**REQUIREMENTS:** Please reproduce every line of the material below, including all of its wording, but scale each polygon coordinate by 0.35 and round it to a whole number, with halves rounded up.

(Raw material)

## START

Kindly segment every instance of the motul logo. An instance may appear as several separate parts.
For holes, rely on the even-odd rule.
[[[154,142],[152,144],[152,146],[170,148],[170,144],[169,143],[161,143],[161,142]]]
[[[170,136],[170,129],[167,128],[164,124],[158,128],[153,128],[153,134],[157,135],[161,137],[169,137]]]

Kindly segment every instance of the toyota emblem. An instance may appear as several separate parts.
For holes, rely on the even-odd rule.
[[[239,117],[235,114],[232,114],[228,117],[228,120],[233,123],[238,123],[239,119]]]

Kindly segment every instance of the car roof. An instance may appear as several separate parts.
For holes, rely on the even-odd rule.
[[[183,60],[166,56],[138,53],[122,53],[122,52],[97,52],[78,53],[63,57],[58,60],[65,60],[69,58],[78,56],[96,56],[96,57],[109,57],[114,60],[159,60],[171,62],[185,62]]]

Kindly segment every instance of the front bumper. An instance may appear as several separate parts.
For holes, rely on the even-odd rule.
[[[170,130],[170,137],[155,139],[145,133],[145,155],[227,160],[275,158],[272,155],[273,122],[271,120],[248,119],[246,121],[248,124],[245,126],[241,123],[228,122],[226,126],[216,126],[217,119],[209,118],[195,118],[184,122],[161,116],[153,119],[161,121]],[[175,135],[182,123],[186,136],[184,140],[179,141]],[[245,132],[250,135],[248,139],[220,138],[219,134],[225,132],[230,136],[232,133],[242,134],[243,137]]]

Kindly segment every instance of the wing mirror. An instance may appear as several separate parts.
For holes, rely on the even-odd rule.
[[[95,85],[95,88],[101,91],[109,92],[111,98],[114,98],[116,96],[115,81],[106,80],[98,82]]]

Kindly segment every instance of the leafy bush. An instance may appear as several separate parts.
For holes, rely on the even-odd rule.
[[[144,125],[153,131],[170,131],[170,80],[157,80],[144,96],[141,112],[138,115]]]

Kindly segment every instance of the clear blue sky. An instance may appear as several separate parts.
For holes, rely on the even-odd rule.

## END

**ANSWER:**
Kindly segment every instance of the motul logo. An instance may appear as several separate parts.
For holes, rely on the even-odd rule.
[[[54,50],[53,50],[53,51],[60,52],[60,50],[59,50],[56,50],[56,50]]]
[[[60,48],[60,45],[58,45],[57,43],[55,45],[54,45],[54,47],[55,47],[56,48],[59,48]]]

Kindly segment every instance of the toyota emblem. An instance may appear as several separate parts.
For holes, rely on the even-odd rule.
[[[84,41],[82,40],[81,40],[80,41],[80,42],[82,43],[83,43],[84,42]]]

Kindly segment every instance of the car roof. An instance may appear as several separate parts.
For holes, rely on the even-odd rule.
[[[64,21],[58,20],[48,19],[43,19],[43,18],[34,18],[27,19],[22,20],[20,21],[23,21],[24,20],[27,20],[34,20],[34,20],[38,20],[40,21],[56,21],[60,22],[65,22]]]

Kindly segment every instance of the front bumper. An instance may appear as several separate parts.
For holes, rely on the even-odd rule.
[[[60,46],[60,48],[54,49],[51,47],[51,54],[79,56],[96,55],[95,54],[96,43],[95,42],[87,42],[86,42],[87,43],[86,44],[84,43],[80,43],[79,44],[76,44],[76,42],[73,41],[68,41],[64,43],[56,41],[54,42],[56,42]],[[61,47],[64,43],[65,48],[64,49],[63,49]],[[86,46],[88,47],[87,49],[77,48],[77,47],[79,46],[81,48],[81,47],[85,47],[85,48]]]

Kindly segment every instance of the wing mirror. An instance may appear as several separate parts.
For holes, rely on the even-odd rule.
[[[33,30],[33,31],[35,32],[38,32],[39,34],[40,34],[41,34],[40,28],[37,28],[34,29]]]

Kindly segment every instance of the leafy bush. An instance may appear as several separate parts.
For holes, rely on the even-odd rule.
[[[50,44],[54,46],[60,46],[60,28],[55,28],[50,34],[49,39],[48,40]]]

Kindly segment every instance of the clear blue sky. An instance may appear as several separate parts.
For holes, rely on the even-odd rule.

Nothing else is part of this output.